Extract to read:

The Cushing years at Great Lakes were full of significant activity,
which enabled the company to become a leader in the American dredging
industry, with projects such as construction of the foundation for
the Randolph Street Naval Armory in Chicago and building the Peoria
Lock on the Illinois River.
Cushing died
October 7, 1935, when a United Air Lines plane in which he was traveling
crashed near Cheyenne, Wyoming. He had been returning to Chicago
from a business trip on the West Coast. (It is said that several
years earlier — March 1931 — Cushing
had cancelled another flight reservation but that Knute Rockne, Notre Dame’s
football coach at the time, had taken his seat. It was the flight
on which Rockne died.)

Provided data:

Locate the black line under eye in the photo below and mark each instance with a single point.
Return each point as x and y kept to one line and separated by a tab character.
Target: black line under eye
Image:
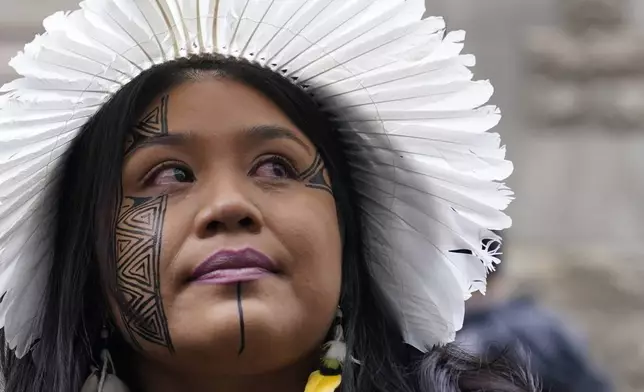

Directive 1:
Answer these questions from the passage about Cushing:
(a) Which lock did the company build, and on what river?
(b) Near which city did the 1935 plane crash happen?
(c) Who is said to have taken Cushing's seat on a flight in March 1931?
Directive 2: Please go on with the passage about Cushing, picking up after its final sentence.

Task result 1:
(a) The Peoria Lock, on the Illinois River.
(b) Cheyenne, Wyoming.
(c) Knute Rockne, Notre Dame's football coach at the time.

Task result 2:
As it often
seems when lives are tragically cut short, there is a compelling
story. Cushing’s
is no exception. Born in Arapahoe, Neb., he was the son of a blacksmith.
He worked his way through the University of Nebraska at Lincoln,
spending two years there, and then entered Notre Dame.
At the end
of his junior year, Cushing apparently told President Rev. Andrew
Morrissey, C.S.C., that he would be unable to return for the final
year due to a lack of funds. Morrissey told him not to worry about
the money, that he was to come back and finish his studies. Cushing
graduated from the University in 1906. He began work for Great Lakes
shortly after that and, by 1922, was named president of the company.
John F. Cushing’s
children, grandchildren, and great grandchildren celebrated the 100th
anniversary of his graduation from the University during a family
reunion in June 2006. Of the 115 descendant families contacted, 100
family members were able to attend.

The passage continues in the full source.